> Aim:
Count the lines in the records below that contain the string "yellow", and reply with that number alone.

= = =

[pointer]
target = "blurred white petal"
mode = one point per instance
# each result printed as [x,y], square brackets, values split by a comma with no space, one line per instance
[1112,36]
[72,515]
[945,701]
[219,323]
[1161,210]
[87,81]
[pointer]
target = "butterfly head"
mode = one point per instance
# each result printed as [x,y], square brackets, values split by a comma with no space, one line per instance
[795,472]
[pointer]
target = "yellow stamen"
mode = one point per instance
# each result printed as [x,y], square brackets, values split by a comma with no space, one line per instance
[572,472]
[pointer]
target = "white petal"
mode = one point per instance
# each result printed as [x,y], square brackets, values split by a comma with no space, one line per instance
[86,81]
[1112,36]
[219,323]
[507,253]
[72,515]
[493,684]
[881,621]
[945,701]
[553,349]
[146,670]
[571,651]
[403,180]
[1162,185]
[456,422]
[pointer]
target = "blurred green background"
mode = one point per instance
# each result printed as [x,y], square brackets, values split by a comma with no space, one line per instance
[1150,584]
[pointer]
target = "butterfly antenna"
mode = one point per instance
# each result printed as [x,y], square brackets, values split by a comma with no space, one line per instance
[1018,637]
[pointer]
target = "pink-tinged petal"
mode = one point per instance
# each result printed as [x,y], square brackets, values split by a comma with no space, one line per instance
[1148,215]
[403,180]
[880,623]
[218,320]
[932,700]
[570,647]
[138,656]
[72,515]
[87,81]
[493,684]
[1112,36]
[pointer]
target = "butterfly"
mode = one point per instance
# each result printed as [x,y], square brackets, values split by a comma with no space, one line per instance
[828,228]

= = =

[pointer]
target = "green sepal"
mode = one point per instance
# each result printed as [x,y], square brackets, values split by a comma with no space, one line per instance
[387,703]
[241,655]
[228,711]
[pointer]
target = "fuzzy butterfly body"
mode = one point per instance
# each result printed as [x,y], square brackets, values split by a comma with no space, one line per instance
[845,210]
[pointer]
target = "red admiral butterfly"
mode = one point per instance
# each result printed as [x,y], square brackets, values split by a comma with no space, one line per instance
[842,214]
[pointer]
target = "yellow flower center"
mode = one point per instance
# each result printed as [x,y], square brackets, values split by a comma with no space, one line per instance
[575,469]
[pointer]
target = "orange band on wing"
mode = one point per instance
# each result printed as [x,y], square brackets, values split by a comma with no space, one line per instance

= = =

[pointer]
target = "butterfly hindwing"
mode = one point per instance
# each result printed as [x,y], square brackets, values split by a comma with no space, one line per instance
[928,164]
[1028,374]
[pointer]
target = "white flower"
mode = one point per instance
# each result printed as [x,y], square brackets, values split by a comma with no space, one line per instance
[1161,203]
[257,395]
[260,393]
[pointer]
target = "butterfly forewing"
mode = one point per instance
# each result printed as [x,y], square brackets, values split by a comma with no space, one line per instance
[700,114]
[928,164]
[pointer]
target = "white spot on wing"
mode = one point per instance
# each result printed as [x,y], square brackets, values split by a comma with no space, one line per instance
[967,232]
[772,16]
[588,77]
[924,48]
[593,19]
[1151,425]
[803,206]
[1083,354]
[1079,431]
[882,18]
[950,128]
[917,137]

= = =

> Exercise response:
2